_Your goal_
Rewrite all of the material below, replacing "integer pixel boxes" with "whole-number pixel boxes" everywhere and leaving everything else unchanged. Omit the pictures from your answer.

## BEGIN Records to use

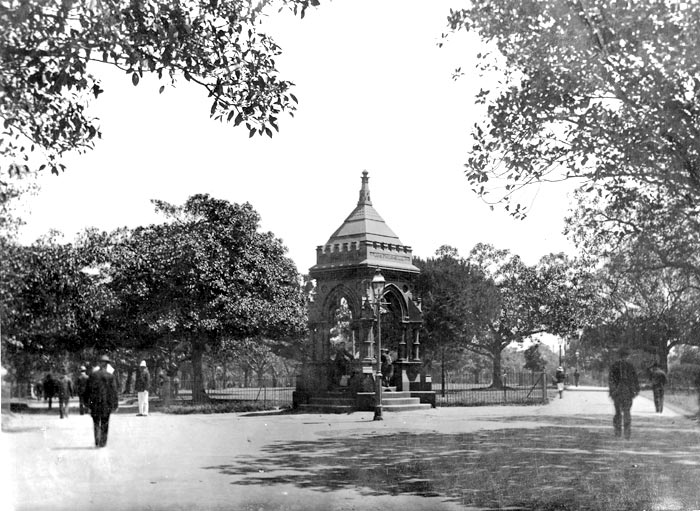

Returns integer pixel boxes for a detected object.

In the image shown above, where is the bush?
[159,401,288,415]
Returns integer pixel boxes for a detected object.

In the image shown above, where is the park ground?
[0,388,700,511]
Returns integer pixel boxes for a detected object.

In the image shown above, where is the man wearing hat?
[136,360,151,417]
[75,366,88,415]
[85,355,119,447]
[554,366,566,399]
[608,348,639,440]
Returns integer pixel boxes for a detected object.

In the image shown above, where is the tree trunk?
[192,342,209,403]
[491,348,503,389]
[440,346,446,397]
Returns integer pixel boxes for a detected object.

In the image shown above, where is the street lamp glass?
[372,268,386,300]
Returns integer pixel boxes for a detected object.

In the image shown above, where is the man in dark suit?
[608,348,639,440]
[649,362,666,413]
[76,366,88,415]
[85,355,119,447]
[56,374,73,419]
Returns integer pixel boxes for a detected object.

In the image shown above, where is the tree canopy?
[110,195,306,400]
[450,0,700,214]
[0,0,318,212]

## END Records to use

_Exercise answer_
Returns whole-number pixel boxes for a detected object.

In the image shown above, where is the bush?
[159,401,288,415]
Returns whole-number pixel boxes for a detected object.

In the image shown above, where is the park ground?
[0,388,700,511]
Returns whole-number pixel boxes for a detected object.

In the image shown above, where is the man wearing hat?
[136,360,151,417]
[75,366,88,415]
[85,355,119,447]
[554,366,566,399]
[608,348,639,440]
Returns whole-number pixel boxes for a detected object.

In the image shown above, where is the tree trunk?
[192,342,209,403]
[491,348,503,389]
[440,346,446,397]
Returns whole-number pixel boxes for a detected object.

In the image shown above, where is the street lamp glass?
[372,268,386,300]
Returns whole-number pixel boxes for a detected object.

In the image shown above, where is the man in dark suit?
[608,348,639,440]
[649,362,666,413]
[76,366,88,415]
[85,355,119,447]
[56,374,73,419]
Returns whole-number pixel boxes for a detected object.

In the image shown above, where is the tree canopy?
[110,195,306,400]
[450,0,700,214]
[0,0,318,212]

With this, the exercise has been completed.